● **PROBLEM DETAILS**:
Only lines, not pictures: please repeat exactly the lines from the one with "Query: bird's beak" through the end of the listing.

⁂

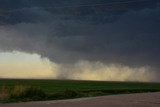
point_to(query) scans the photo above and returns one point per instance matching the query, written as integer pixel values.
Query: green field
(61, 89)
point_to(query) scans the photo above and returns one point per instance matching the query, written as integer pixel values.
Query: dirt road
(126, 100)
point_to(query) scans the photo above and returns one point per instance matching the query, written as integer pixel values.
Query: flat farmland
(66, 89)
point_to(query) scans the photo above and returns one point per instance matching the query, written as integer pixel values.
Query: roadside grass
(38, 90)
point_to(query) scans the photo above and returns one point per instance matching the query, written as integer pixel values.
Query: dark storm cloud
(66, 31)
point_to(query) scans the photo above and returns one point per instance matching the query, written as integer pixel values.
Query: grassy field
(62, 89)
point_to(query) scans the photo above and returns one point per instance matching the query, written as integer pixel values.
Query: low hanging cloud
(23, 65)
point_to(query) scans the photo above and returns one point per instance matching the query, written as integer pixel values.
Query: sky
(108, 40)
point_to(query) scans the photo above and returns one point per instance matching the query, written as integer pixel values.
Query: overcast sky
(68, 32)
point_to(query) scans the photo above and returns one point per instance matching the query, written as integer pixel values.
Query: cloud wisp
(23, 65)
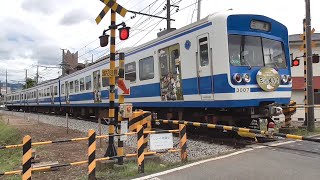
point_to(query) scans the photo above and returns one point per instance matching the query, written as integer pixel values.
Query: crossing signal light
(295, 62)
(104, 40)
(315, 58)
(124, 33)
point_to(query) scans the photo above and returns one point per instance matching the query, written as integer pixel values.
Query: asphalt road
(293, 161)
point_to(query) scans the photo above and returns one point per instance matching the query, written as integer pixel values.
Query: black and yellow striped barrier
(237, 129)
(26, 158)
(92, 155)
(27, 152)
(140, 150)
(183, 141)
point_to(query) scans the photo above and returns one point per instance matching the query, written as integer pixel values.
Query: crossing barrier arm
(233, 128)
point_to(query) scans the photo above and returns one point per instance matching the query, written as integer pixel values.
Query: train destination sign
(268, 79)
(109, 72)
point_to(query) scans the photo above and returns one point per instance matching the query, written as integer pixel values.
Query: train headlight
(237, 78)
(284, 78)
(246, 77)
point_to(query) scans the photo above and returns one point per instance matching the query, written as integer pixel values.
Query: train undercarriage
(240, 117)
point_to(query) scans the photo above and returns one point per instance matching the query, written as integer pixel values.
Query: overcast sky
(35, 31)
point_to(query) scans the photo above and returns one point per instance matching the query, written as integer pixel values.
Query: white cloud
(75, 16)
(35, 30)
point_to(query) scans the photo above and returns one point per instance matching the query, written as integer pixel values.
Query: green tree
(30, 83)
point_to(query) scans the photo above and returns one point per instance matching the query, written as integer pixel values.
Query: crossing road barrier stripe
(26, 158)
(92, 155)
(140, 149)
(232, 128)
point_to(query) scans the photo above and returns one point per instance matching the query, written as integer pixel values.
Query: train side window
(170, 73)
(76, 86)
(146, 68)
(88, 82)
(62, 89)
(81, 84)
(71, 87)
(130, 72)
(55, 90)
(204, 56)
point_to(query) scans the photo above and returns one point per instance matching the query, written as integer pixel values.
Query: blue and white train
(226, 68)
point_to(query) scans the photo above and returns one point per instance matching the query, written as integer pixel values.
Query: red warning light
(124, 33)
(295, 62)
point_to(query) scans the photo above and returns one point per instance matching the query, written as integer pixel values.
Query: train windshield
(256, 51)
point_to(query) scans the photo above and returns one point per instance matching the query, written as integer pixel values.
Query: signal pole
(26, 79)
(37, 74)
(111, 150)
(6, 81)
(199, 10)
(310, 92)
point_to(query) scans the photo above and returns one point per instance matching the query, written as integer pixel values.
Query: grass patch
(130, 170)
(10, 158)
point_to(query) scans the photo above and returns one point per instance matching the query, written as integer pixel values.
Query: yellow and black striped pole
(26, 159)
(92, 155)
(288, 112)
(146, 122)
(121, 101)
(183, 142)
(111, 150)
(140, 149)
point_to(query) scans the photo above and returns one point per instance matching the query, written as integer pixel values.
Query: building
(298, 85)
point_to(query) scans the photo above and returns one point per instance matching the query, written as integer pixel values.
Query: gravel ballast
(196, 149)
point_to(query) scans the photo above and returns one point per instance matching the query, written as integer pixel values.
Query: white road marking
(207, 160)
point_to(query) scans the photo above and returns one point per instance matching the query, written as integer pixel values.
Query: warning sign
(123, 87)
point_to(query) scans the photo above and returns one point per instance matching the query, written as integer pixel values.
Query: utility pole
(168, 15)
(26, 79)
(6, 81)
(37, 74)
(63, 63)
(199, 10)
(310, 92)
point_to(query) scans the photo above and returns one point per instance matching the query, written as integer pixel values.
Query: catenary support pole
(310, 92)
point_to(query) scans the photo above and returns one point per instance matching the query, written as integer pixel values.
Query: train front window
(255, 51)
(273, 53)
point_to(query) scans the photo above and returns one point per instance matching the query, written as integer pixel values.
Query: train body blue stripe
(186, 104)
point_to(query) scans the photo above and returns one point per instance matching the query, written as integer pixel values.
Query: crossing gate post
(183, 142)
(146, 122)
(92, 155)
(140, 146)
(111, 150)
(26, 158)
(121, 101)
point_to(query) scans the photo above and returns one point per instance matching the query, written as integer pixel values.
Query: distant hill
(13, 86)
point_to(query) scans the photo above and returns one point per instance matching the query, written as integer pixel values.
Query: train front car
(255, 80)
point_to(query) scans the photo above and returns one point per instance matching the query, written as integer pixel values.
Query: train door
(52, 94)
(170, 73)
(204, 67)
(97, 86)
(67, 92)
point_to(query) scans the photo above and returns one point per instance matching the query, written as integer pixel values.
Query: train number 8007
(242, 90)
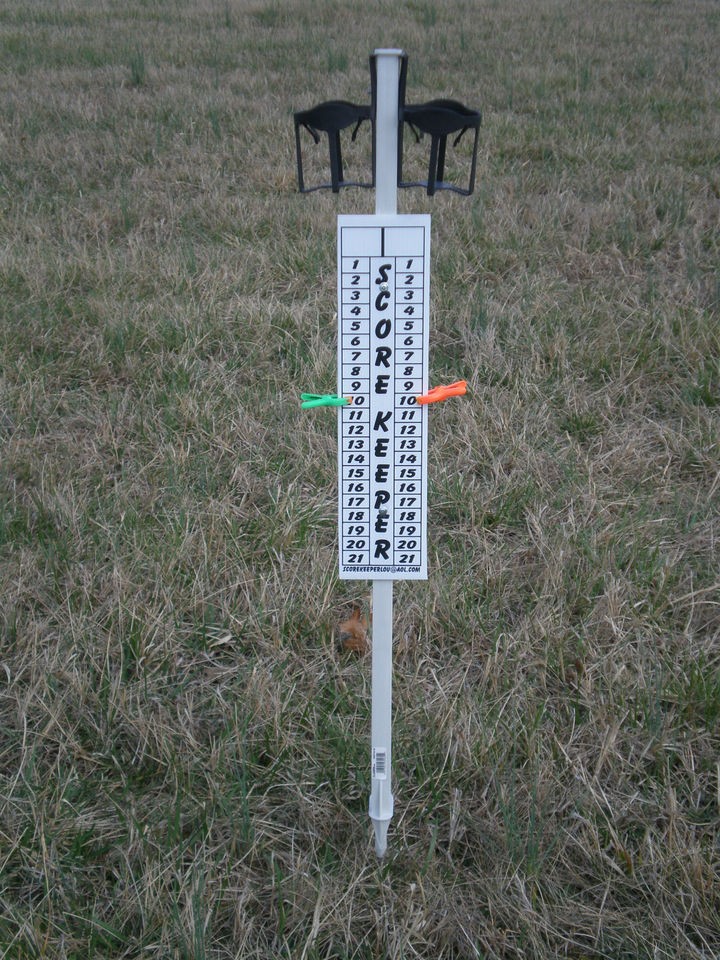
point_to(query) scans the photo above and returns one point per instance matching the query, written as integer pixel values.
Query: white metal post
(386, 167)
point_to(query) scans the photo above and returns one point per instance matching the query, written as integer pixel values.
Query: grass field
(184, 748)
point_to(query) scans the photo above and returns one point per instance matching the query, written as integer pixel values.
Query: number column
(409, 416)
(355, 418)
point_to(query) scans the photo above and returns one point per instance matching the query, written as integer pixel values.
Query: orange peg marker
(457, 389)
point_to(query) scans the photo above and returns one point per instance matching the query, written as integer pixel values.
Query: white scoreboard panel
(383, 320)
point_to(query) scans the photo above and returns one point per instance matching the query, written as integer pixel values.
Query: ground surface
(184, 760)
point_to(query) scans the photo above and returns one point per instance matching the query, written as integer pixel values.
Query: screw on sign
(383, 346)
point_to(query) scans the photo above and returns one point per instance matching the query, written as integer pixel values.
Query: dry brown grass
(184, 748)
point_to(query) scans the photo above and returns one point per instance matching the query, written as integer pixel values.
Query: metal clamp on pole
(439, 119)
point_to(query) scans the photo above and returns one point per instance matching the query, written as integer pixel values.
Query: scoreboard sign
(383, 319)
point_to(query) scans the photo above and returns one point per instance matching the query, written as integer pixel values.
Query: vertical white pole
(381, 798)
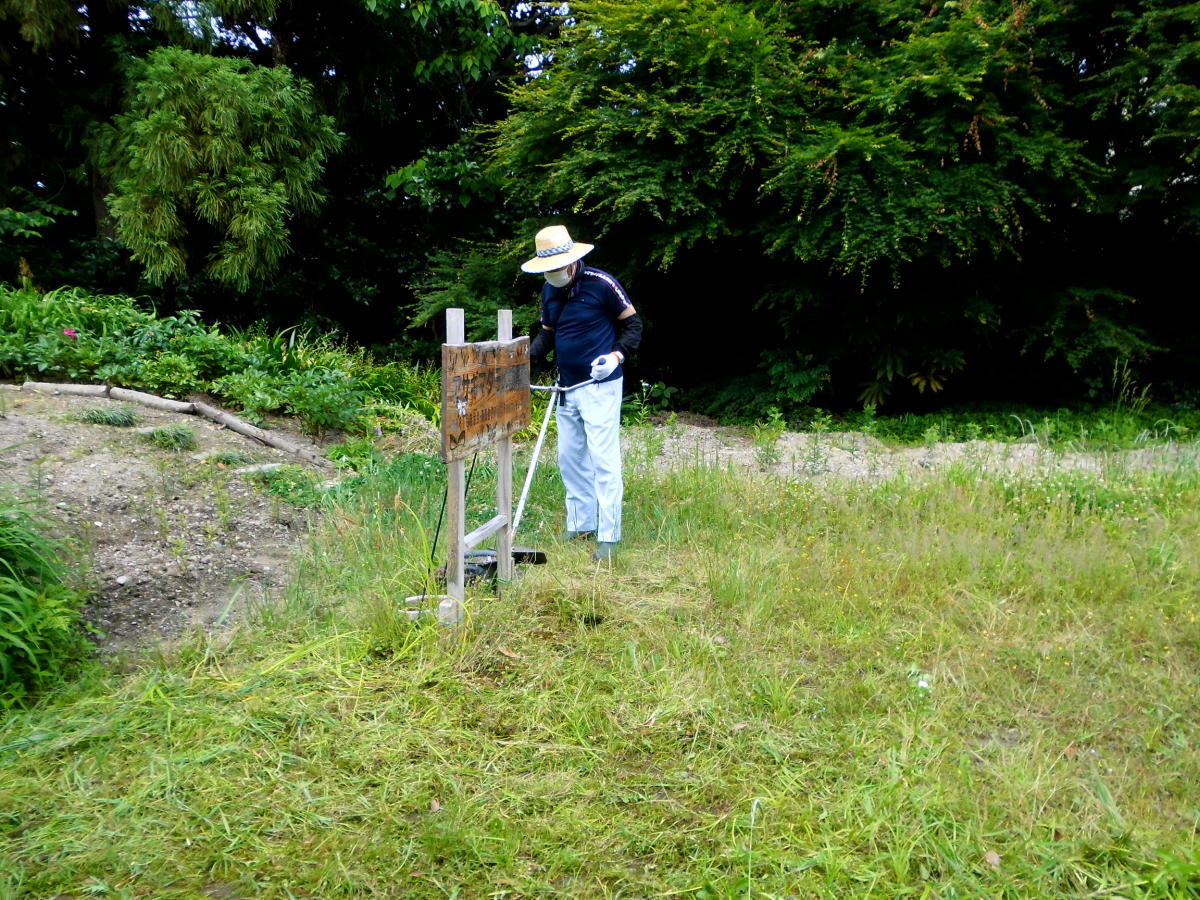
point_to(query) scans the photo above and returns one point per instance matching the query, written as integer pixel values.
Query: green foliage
(111, 415)
(173, 437)
(40, 630)
(479, 279)
(29, 221)
(323, 400)
(319, 378)
(213, 144)
(1085, 429)
(847, 689)
(292, 484)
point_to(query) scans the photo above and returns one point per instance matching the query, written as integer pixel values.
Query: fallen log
(234, 424)
(150, 400)
(83, 390)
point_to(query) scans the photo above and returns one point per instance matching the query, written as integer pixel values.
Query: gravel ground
(177, 540)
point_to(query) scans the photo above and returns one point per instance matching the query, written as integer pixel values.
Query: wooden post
(504, 479)
(485, 400)
(456, 491)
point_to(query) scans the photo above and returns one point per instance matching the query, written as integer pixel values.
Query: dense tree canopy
(833, 202)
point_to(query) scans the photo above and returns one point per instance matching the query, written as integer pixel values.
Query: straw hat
(556, 250)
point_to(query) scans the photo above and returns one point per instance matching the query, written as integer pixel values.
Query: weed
(948, 687)
(292, 484)
(40, 634)
(111, 415)
(173, 437)
(766, 437)
(231, 459)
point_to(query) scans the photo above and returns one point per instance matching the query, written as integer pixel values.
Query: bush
(40, 633)
(324, 400)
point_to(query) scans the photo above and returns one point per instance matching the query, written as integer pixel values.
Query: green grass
(40, 598)
(173, 437)
(1090, 429)
(109, 415)
(961, 687)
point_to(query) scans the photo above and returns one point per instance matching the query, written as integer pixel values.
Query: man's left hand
(604, 366)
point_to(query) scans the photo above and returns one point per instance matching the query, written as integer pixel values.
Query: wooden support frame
(465, 432)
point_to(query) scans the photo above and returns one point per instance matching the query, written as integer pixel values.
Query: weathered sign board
(485, 395)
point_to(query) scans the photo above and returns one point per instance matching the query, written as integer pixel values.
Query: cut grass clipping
(112, 415)
(967, 685)
(172, 437)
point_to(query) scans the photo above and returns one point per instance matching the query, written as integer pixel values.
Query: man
(589, 323)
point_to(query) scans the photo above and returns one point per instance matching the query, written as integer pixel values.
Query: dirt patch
(178, 539)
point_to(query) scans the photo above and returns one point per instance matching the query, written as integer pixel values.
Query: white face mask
(561, 277)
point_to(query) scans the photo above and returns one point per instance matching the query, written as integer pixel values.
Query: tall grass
(40, 598)
(961, 687)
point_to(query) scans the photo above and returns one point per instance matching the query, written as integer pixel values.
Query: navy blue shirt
(583, 316)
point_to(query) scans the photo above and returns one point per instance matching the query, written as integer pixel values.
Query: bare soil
(177, 540)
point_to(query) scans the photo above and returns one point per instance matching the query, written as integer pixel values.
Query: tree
(892, 181)
(213, 157)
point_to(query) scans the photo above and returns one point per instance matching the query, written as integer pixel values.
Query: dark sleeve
(541, 343)
(629, 335)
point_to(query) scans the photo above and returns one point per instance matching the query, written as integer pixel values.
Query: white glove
(604, 366)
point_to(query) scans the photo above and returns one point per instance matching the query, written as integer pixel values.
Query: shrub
(324, 399)
(112, 417)
(173, 437)
(40, 634)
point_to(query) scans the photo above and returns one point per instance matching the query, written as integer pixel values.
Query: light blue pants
(589, 459)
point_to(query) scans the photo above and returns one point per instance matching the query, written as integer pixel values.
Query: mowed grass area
(960, 687)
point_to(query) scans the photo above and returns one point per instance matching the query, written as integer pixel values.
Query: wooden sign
(485, 395)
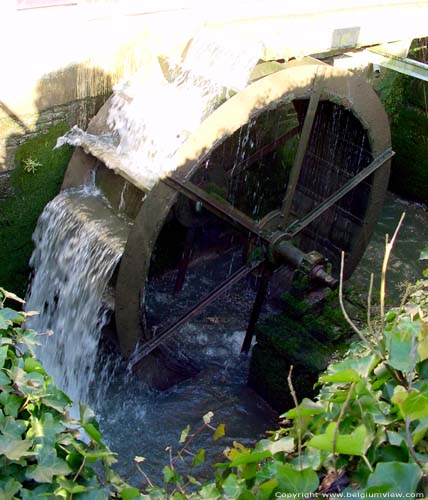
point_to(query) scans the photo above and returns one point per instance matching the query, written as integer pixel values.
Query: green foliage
(406, 101)
(365, 433)
(41, 448)
(36, 180)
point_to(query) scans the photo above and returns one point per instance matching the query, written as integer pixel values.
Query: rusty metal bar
(266, 149)
(257, 306)
(185, 259)
(296, 227)
(149, 346)
(223, 210)
(303, 144)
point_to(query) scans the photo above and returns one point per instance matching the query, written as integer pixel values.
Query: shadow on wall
(34, 170)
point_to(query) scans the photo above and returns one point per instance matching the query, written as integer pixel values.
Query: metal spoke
(296, 227)
(303, 144)
(150, 345)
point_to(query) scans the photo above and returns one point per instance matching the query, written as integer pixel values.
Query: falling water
(78, 242)
(151, 116)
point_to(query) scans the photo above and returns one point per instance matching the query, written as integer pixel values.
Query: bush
(35, 181)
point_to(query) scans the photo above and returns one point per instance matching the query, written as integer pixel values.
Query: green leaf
(267, 488)
(250, 457)
(33, 365)
(71, 486)
(209, 492)
(8, 488)
(184, 434)
(169, 474)
(362, 366)
(93, 433)
(48, 465)
(231, 487)
(424, 254)
(219, 432)
(10, 316)
(199, 458)
(45, 430)
(285, 444)
(208, 417)
(3, 355)
(355, 443)
(15, 449)
(415, 406)
(296, 481)
(344, 376)
(307, 408)
(394, 477)
(56, 399)
(130, 493)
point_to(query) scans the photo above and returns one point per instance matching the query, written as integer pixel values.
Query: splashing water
(150, 117)
(78, 243)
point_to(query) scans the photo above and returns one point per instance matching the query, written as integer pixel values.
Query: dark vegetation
(35, 181)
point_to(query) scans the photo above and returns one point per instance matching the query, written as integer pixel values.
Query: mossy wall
(301, 336)
(31, 191)
(406, 102)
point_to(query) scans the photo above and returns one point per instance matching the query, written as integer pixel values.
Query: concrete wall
(59, 62)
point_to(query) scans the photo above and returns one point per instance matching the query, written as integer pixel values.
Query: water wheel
(296, 162)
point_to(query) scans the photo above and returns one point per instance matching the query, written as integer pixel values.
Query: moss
(409, 176)
(406, 101)
(32, 191)
(301, 336)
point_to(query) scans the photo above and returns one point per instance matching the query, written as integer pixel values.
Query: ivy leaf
(231, 487)
(3, 355)
(48, 465)
(184, 434)
(355, 443)
(285, 444)
(394, 477)
(10, 295)
(415, 406)
(15, 449)
(93, 433)
(8, 488)
(13, 428)
(130, 493)
(219, 432)
(424, 254)
(9, 316)
(344, 376)
(209, 492)
(208, 417)
(199, 458)
(45, 430)
(362, 366)
(56, 399)
(307, 408)
(296, 481)
(267, 488)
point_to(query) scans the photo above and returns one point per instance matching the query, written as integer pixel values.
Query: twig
(342, 306)
(299, 416)
(369, 307)
(146, 477)
(339, 420)
(388, 249)
(407, 420)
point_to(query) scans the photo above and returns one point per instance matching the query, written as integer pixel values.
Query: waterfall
(151, 114)
(78, 242)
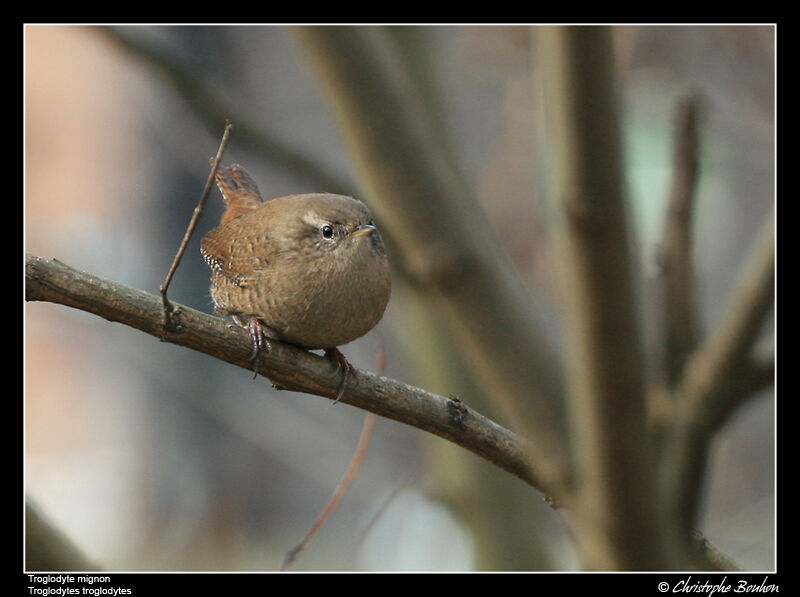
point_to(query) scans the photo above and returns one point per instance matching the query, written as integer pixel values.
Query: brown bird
(309, 269)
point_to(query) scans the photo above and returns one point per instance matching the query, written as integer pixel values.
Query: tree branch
(705, 396)
(616, 506)
(288, 367)
(679, 317)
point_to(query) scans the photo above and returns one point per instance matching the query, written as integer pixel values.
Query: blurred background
(151, 457)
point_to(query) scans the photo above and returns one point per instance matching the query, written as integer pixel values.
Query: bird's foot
(339, 361)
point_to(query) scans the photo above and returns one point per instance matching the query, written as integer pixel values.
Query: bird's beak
(363, 230)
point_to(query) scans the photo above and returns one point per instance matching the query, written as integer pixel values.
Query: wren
(309, 270)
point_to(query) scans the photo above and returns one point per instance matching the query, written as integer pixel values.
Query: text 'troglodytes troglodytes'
(309, 270)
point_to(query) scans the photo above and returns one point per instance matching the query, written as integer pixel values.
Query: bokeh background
(151, 457)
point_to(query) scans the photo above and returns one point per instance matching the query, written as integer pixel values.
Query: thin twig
(703, 398)
(336, 498)
(350, 472)
(198, 211)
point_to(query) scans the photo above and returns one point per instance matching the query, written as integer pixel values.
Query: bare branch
(442, 236)
(704, 397)
(679, 317)
(288, 367)
(616, 507)
(718, 358)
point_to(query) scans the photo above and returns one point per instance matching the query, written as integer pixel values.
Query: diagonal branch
(288, 367)
(616, 504)
(705, 395)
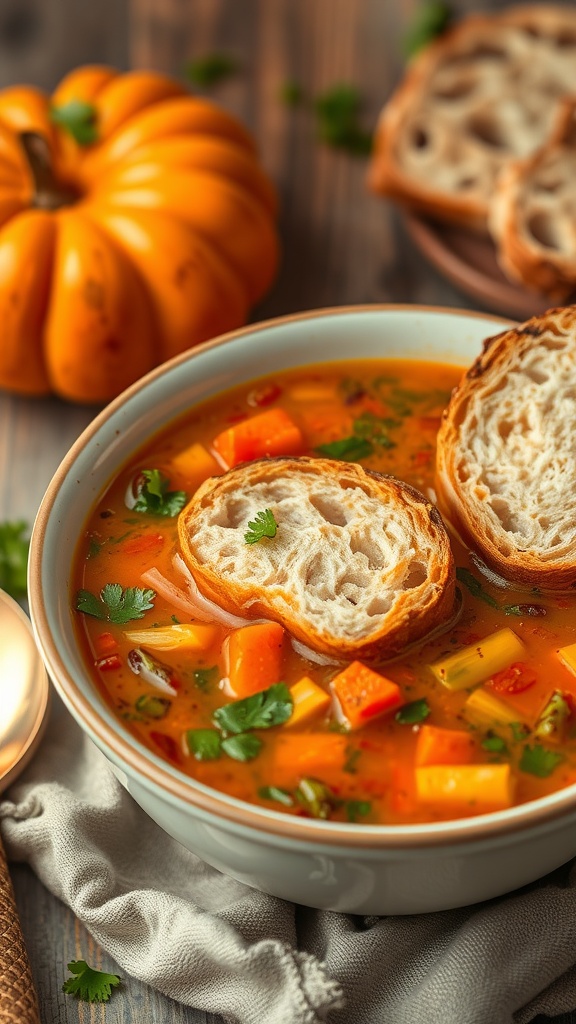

⁂

● **OUTPUT FOR THIS TASK**:
Query: bird's beak
(363, 230)
point_to(query) scans the photo above and returns one point per instance matching the query, written as integer pixel values.
Query: wren
(309, 270)
point_to(query) scans the photo above and returns one point per instance matching the query, written as integer pixel values.
Query: text 'troglodytes troglodytes'
(309, 270)
point_to(query) scans the photo above and returns one point per instance matching the query, written as integer pixel values.
Query: bokeh background
(151, 457)
point_to(query) scans the photo above and returns one point per instance matching the query, written as integer pixel values.
Query: thin twig
(703, 398)
(336, 498)
(350, 472)
(198, 211)
point_to(query) scans the photo above and returns one point per instance matching the query, written as integer pixel values.
Query: bare branch
(442, 236)
(704, 397)
(679, 317)
(288, 367)
(616, 507)
(718, 358)
point_to(query) scans the photo above and returns one point per instance matching the query, written as integer pixel values.
Query: diagonal branch
(288, 367)
(616, 504)
(705, 395)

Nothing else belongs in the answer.